-------- ТЕКСТ ДЛЯ ЧТЕНИЯ --------

Ещё одна проблема – невнимательность. Мы легко концентрируемся на том, что бросается в глаза, более того, глаза нас легко отвлекают: мой главный искуситель во время работы – кнопка браузера на рабочем столе, а во время работы в библиотеке – проходящие мимо студентки. И это парадокс, потому что глаза всегда оставляют нас на поверхности зримого, в то время как уши ведут вглубь: вглубь слышимого и вглубь нас самих, слушающих. Однако тот факт, что для настоящего понимания на уровне а) акустических тонкостей, б) эмоций, чувств и впечатлений, в) мысли, г) личности говорящего (или играющего, поющего, моющего посуду…) – нужно приложить усилие, сразу направляет нас по лёгкому пути. Многие пишут – ну и ладно, мол, приходит цивилизация визуального, смиримся с этим.
Нет, не ладно.

-------- ИССЛЕДУЕМЫЕ ДАННЫЕ --------

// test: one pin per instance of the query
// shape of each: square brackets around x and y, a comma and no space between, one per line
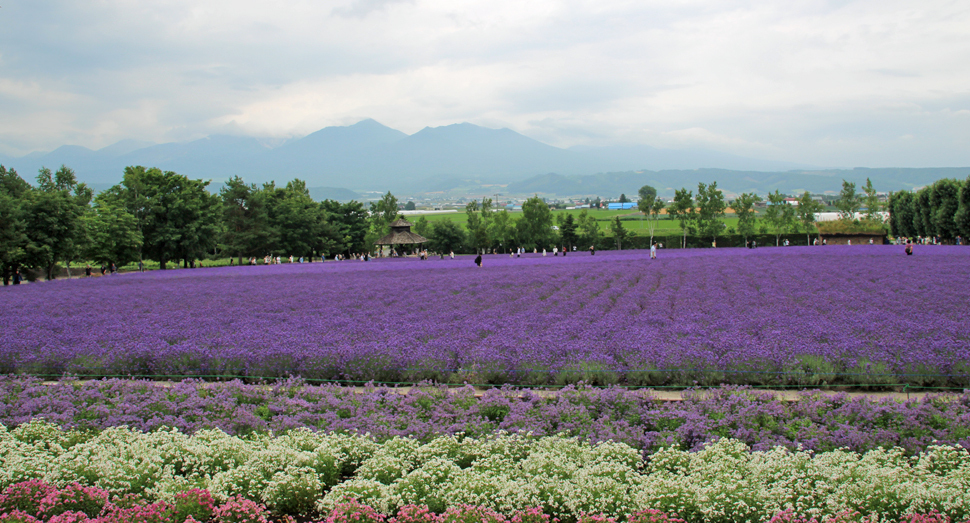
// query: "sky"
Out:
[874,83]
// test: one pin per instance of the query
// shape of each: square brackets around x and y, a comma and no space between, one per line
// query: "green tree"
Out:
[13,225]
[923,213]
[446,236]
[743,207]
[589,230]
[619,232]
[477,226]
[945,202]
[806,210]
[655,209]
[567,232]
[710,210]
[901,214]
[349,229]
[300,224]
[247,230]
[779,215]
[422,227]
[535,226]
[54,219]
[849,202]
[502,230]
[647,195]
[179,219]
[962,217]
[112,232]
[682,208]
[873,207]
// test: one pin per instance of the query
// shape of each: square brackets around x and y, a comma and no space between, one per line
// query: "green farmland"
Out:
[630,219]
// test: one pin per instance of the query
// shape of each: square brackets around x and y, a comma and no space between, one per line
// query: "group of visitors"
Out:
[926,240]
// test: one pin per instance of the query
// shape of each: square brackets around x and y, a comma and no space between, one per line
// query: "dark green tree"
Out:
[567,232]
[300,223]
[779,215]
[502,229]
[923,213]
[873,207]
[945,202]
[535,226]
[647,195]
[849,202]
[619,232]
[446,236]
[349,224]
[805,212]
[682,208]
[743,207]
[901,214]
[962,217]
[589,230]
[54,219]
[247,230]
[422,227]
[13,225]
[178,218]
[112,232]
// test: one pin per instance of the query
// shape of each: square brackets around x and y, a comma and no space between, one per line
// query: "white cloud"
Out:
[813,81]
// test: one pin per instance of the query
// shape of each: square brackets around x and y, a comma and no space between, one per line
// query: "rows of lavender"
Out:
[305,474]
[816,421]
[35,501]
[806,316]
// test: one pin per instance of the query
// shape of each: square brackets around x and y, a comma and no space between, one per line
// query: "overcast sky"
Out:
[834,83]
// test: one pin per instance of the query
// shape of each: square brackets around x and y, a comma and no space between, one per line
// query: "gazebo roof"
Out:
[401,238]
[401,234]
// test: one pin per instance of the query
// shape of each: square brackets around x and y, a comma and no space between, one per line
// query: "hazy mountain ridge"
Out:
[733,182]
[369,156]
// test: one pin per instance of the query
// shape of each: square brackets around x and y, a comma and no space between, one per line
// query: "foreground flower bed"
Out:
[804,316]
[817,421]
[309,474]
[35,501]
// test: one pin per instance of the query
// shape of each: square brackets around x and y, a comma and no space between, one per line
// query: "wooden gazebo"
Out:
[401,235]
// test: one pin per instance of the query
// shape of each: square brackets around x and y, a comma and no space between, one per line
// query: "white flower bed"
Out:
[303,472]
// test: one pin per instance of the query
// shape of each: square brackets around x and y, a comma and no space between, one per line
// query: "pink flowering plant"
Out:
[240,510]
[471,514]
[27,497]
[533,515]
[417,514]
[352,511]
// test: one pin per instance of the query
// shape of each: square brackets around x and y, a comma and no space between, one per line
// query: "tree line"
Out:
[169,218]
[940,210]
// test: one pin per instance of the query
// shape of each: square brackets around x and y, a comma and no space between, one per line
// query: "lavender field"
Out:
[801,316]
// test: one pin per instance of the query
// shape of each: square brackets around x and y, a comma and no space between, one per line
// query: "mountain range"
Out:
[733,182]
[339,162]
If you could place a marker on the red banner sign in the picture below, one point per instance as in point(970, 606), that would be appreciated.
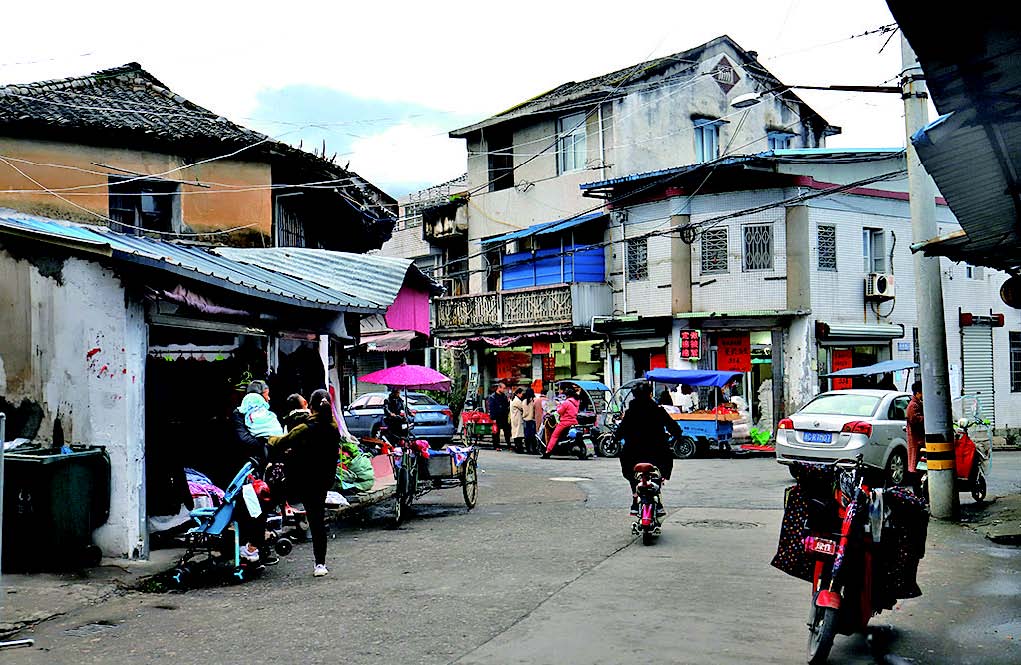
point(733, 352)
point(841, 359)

--------

— ЗАДАНИЕ 1 —
Переведите на английский язык предложение из текста о невнимательности: «И это парадокс, потому что глаза всегда оставляют нас на поверхности зримого, в то время как уши ведут вглубь: вглубь слышимого и вглубь нас самих, слушающих».
— ЗАДАНИЕ 2 —
Изложите кратко абзац текста о невнимательности, начинающийся словами «Ещё одна проблема – невнимательность», сохранив его основные факты.
— ЗАДАНИЕ 3 —
Что в тексте о невнимательности названо главным искусителем во время работы?

— ОТВЕТ 1 —
And this is a paradox, because the eyes always leave us on the surface of the visible, whereas the ears lead deeper: deeper into what is heard and deeper into ourselves, the listeners.

— ОТВЕТ 2 —
Ещё одна проблема – невнимательность. Нас легко отвлекает то, что бросается в глаза: во время работы – кнопка браузера на рабочем столе, в библиотеке – проходящие мимо студентки. Парадокс в том, что глаза оставляют нас на поверхности зримого, а уши ведут вглубь слышимого и вглубь нас самих. Для настоящего понимания акустических тонкостей, эмоций, мысли и личности говорящего нужно приложить усилие, и это сразу направляет нас по лёгкому пути. Многие пишут, что приходит цивилизация визуального и с этим следует смириться.

— ОТВЕТ 3 —
Кнопка браузера на рабочем столе.